>> begin Exercise data

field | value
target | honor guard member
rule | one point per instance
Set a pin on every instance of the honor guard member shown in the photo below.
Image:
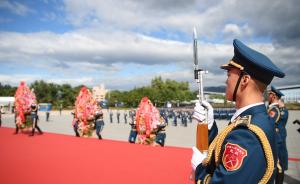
(245, 151)
(125, 117)
(75, 124)
(99, 123)
(133, 132)
(161, 134)
(280, 116)
(110, 116)
(34, 119)
(118, 116)
(0, 115)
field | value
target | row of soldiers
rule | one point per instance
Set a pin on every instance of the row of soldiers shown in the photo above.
(184, 116)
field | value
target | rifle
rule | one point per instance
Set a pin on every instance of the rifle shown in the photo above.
(202, 128)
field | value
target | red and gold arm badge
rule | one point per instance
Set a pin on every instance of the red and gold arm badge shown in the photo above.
(233, 156)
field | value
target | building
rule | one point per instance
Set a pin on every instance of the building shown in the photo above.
(291, 93)
(99, 93)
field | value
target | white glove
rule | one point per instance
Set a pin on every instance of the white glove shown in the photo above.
(200, 113)
(197, 157)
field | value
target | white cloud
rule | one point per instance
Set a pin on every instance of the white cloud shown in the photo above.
(15, 7)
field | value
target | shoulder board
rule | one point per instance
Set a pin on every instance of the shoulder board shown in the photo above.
(243, 121)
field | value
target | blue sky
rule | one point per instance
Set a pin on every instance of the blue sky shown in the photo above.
(125, 44)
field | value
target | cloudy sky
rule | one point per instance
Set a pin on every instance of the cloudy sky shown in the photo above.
(125, 44)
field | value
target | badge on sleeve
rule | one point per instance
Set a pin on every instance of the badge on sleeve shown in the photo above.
(233, 156)
(272, 114)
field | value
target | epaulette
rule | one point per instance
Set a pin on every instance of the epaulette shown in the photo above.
(216, 146)
(243, 121)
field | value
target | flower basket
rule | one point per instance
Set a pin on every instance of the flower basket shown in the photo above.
(85, 110)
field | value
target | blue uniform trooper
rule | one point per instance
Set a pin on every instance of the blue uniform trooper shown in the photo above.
(280, 116)
(245, 151)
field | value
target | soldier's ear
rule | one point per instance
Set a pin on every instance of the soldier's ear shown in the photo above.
(245, 80)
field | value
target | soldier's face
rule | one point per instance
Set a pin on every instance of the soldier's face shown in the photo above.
(232, 77)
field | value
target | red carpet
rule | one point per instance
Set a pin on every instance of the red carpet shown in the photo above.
(55, 158)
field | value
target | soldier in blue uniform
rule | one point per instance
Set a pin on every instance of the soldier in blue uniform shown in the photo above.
(161, 134)
(280, 115)
(118, 116)
(133, 132)
(245, 151)
(125, 117)
(110, 116)
(99, 123)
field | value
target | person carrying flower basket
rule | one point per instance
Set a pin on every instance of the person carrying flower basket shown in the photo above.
(85, 110)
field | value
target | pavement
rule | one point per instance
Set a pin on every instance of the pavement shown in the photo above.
(178, 136)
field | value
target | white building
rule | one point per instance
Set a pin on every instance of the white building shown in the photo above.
(99, 92)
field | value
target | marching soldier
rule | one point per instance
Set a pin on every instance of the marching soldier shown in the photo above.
(110, 116)
(99, 123)
(34, 118)
(133, 132)
(0, 115)
(161, 134)
(125, 117)
(279, 113)
(245, 151)
(75, 124)
(118, 116)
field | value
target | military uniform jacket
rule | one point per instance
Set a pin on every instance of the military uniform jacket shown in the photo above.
(244, 152)
(280, 116)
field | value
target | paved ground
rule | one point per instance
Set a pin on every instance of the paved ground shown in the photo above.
(176, 136)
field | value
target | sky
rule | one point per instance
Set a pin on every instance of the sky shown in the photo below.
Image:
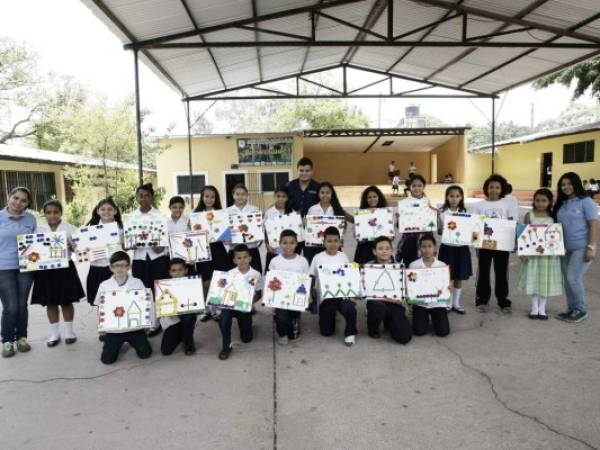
(70, 40)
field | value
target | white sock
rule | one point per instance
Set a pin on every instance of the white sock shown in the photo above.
(534, 305)
(54, 332)
(542, 306)
(69, 333)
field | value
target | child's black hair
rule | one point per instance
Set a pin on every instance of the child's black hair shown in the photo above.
(119, 256)
(52, 202)
(201, 206)
(381, 202)
(498, 179)
(461, 204)
(95, 220)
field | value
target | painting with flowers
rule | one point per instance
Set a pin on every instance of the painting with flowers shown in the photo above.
(215, 223)
(369, 224)
(286, 290)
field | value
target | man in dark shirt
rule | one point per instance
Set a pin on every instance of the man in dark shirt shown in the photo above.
(303, 190)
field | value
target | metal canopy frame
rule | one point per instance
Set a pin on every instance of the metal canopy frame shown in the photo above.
(506, 35)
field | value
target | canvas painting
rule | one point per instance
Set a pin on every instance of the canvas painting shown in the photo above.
(286, 290)
(95, 242)
(339, 281)
(145, 232)
(416, 216)
(383, 281)
(463, 229)
(428, 286)
(231, 291)
(275, 226)
(215, 223)
(540, 240)
(191, 246)
(316, 226)
(499, 234)
(370, 224)
(125, 310)
(176, 296)
(246, 228)
(42, 251)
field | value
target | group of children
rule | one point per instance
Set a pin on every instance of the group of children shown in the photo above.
(539, 277)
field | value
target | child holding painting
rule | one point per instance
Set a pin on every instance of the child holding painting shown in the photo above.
(540, 276)
(390, 312)
(57, 287)
(287, 322)
(458, 257)
(328, 307)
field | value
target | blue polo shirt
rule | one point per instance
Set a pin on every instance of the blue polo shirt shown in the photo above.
(300, 199)
(10, 226)
(574, 215)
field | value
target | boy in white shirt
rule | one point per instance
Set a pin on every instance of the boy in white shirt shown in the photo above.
(242, 260)
(328, 307)
(113, 341)
(287, 323)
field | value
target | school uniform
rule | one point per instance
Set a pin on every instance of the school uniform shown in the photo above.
(500, 209)
(436, 311)
(57, 286)
(114, 340)
(330, 306)
(287, 323)
(244, 318)
(253, 246)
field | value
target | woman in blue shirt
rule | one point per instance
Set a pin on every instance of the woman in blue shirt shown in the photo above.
(14, 285)
(578, 215)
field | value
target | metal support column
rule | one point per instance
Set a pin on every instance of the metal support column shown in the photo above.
(138, 118)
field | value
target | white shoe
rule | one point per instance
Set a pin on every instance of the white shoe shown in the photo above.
(350, 340)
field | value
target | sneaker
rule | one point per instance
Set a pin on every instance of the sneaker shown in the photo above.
(22, 345)
(8, 350)
(225, 353)
(577, 316)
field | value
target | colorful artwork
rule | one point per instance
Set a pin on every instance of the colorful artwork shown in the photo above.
(125, 310)
(276, 225)
(383, 281)
(316, 226)
(499, 234)
(540, 240)
(286, 290)
(369, 224)
(191, 246)
(231, 291)
(341, 281)
(95, 242)
(463, 229)
(145, 231)
(176, 296)
(42, 251)
(416, 216)
(429, 286)
(216, 223)
(246, 228)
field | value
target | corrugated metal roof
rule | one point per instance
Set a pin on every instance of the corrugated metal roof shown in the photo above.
(18, 152)
(486, 70)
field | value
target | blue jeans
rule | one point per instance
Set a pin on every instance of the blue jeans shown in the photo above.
(574, 268)
(14, 293)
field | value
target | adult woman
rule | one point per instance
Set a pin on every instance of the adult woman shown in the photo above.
(14, 285)
(578, 215)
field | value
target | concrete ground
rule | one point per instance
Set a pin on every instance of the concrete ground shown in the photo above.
(496, 382)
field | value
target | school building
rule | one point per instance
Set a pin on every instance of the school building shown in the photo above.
(350, 159)
(42, 171)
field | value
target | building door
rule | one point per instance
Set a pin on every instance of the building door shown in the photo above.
(231, 179)
(546, 175)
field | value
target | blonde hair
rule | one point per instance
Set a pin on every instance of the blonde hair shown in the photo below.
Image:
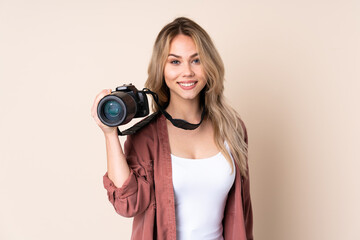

>> end Exercise data

Locate every line in the items above that contains the word "painting", and copy each of those lines.

target | painting with flowers
Set a pin on every instance of the painting with flowers shown in the photo above.
target | canvas painting
Set a pin on every instance of the canvas painting shown in the photo above.
target | child holding painting
Set a pin on every instance of the child holding painting shown in the photo above.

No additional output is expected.